=== INSTRUCTIONS TO FOLLOW ===
Each record must reappear in the answer exactly as it is written.

-- RECORDS SUPPLIED follows --

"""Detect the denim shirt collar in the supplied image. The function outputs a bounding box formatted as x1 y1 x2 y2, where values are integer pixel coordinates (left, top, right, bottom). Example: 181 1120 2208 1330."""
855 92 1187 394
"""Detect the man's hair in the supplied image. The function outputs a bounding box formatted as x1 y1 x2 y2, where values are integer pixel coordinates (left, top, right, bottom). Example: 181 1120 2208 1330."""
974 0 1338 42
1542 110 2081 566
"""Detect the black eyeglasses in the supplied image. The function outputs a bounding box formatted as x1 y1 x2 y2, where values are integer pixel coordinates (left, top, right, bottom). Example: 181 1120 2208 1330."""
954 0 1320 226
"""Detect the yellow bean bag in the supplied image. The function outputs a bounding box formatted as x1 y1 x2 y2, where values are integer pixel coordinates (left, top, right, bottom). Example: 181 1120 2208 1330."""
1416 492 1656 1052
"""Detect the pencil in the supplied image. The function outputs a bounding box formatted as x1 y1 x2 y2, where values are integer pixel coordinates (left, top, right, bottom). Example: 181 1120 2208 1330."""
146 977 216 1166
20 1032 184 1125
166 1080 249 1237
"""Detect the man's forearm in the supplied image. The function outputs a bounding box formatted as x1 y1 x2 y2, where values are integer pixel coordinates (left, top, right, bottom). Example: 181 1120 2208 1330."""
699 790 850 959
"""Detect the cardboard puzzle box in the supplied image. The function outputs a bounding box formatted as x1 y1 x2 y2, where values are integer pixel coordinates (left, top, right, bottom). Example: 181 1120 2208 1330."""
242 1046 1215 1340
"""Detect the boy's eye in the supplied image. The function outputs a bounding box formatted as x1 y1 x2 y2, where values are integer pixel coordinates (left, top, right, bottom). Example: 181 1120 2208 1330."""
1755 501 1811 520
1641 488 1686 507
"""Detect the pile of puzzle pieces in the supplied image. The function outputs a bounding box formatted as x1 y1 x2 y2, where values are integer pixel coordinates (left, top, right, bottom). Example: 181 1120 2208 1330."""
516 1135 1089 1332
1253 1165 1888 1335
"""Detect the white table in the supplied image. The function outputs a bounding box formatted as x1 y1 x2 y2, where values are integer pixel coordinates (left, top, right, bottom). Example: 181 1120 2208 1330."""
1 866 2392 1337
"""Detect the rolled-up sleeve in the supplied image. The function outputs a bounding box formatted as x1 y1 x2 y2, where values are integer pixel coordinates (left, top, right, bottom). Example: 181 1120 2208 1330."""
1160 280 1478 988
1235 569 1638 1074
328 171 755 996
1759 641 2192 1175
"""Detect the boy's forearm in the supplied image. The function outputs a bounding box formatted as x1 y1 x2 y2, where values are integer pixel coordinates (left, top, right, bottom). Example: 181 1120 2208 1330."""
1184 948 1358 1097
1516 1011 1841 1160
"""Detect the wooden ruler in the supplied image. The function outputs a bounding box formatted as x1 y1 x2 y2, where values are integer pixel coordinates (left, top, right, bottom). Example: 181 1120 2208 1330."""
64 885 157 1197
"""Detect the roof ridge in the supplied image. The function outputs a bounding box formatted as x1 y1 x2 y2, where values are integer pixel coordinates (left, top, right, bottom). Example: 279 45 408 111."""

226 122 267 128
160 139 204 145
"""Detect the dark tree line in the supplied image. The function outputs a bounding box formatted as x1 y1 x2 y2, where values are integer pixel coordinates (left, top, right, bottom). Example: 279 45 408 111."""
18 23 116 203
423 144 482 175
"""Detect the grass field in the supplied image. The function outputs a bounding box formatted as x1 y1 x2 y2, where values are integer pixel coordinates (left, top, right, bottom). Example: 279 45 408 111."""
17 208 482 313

-- RECORDS SUPPLIED concluded --

=== EXPECTED ANSWER ===
"""Detect the denim shirt collar in the supplied image. The function outputs a bounding box formatted as x1 y1 x2 y2, where values are integer pixel coordinates (left, top, right, bottom). Example: 181 1120 2208 1330."""
855 92 1187 394
"""Detect the man's hair in the supplied image. The function outputs a bounding box formatted as x1 y1 x2 y2, where values are integer pixel coordinates (left, top, right, bottom). Example: 181 1120 2208 1330."""
974 0 1338 42
1542 110 2081 566
"""Detect the black eyeglasses in the supplied image. The function outputs a bounding box formatted as x1 y1 x2 y2, where values are integer pixel coordinates (left, top, right, bottom). Example: 181 1120 2208 1330."""
954 0 1320 226
"""Detect the yellow bean bag in the supplied image. The function outputs a bounding box formatted as x1 y1 x2 y2, where values are integer pixel coordinates (left, top, right, bottom). Example: 181 1120 2208 1330."""
1416 492 1656 1052
"""Detect the pencil in the supplied image. The function outputs a bounding box formatted as x1 y1 x2 y2, where values are integer pixel coordinates (left, top, right, bottom). Example: 181 1120 2208 1330."""
146 977 216 1166
20 1032 184 1125
166 1080 249 1237
"""Detect the man's forearm in the supplied image. The function outputs a bounding box formatted as x1 y1 x2 y2, where values are integer pixel coordinates (left, top, right, bottom). Example: 181 1120 2208 1330."""
699 790 850 959
"""Detect the cardboard puzzle box in the supplied image. The function outputs a bounding box formatted as x1 y1 x2 y2, where values are integer pixel coordinates (left, top, right, bottom). Example: 181 1120 2208 1330."""
242 1046 1215 1340
"""Detect the boy's eye in the supplied image. The function outputs a bounding box formatted as x1 y1 x2 y2, where values are integer pixel coordinates (left, top, right, bottom). Example: 181 1120 2208 1330."""
1755 501 1811 520
1641 488 1686 507
"""Detect the pile of puzzle pieces in the supplied image. The function outputs a bounding box formatted as x1 y1 x2 y2, where values are integer pixel coordinates (left, top, right, bottom). Example: 181 1120 2208 1330."""
516 1135 1089 1332
1253 1165 1888 1335
"""Detect the white table in the supplied image. The function outputs a bounding box formatted as x1 y1 x2 y2, where values are integer pixel coordinates (left, top, right, bottom). Example: 181 1120 2208 1330."""
1 866 2392 1337
"""Detect the rolled-up sleeve in the supplied image. The function outputs a bounding box formatted as x1 y1 x2 y2, where values are integer pixel coordinates (left, top, right, bottom). Example: 181 1120 2208 1330."""
1160 280 1478 988
1235 569 1638 1074
328 171 755 996
1759 641 2192 1175
"""Detect the boy's forearm in the supplied image. The function outputs a bounding box formatted as x1 y1 x2 y2, where values are integer pixel coordinates (left, top, right, bottom). Example: 181 1120 2208 1330."""
1184 948 1358 1097
1516 1011 1841 1160
"""Detect the wooden ruler in the supplied image. The function outputs a bounding box formatted as x1 y1 x2 y2, where values are integer pixel coordinates (left, top, right, bottom). Example: 181 1120 2208 1330."""
64 885 157 1197
"""Detect the roof ridge in the supplied image. The function outputs a bounding box formatted as x1 y1 x2 y2, where values are integer pixel coordinates (left, top, right, bottom). Example: 279 45 408 111."""

226 122 267 128
160 139 204 145
"""Detect the dark tree line in the supplied image. The function outputs a bounding box formatted as x1 y1 x2 y2, where values are integer pixel coordinates (left, top, right, bottom). Example: 279 45 408 111."""
18 23 116 203
423 144 482 175
"""Detect the grass field in the supplied image. The function outputs a bounding box formatted as x1 y1 x2 y2, where values are integer pixel coordinates (left, top, right, bottom). Example: 279 45 408 111."""
17 208 482 313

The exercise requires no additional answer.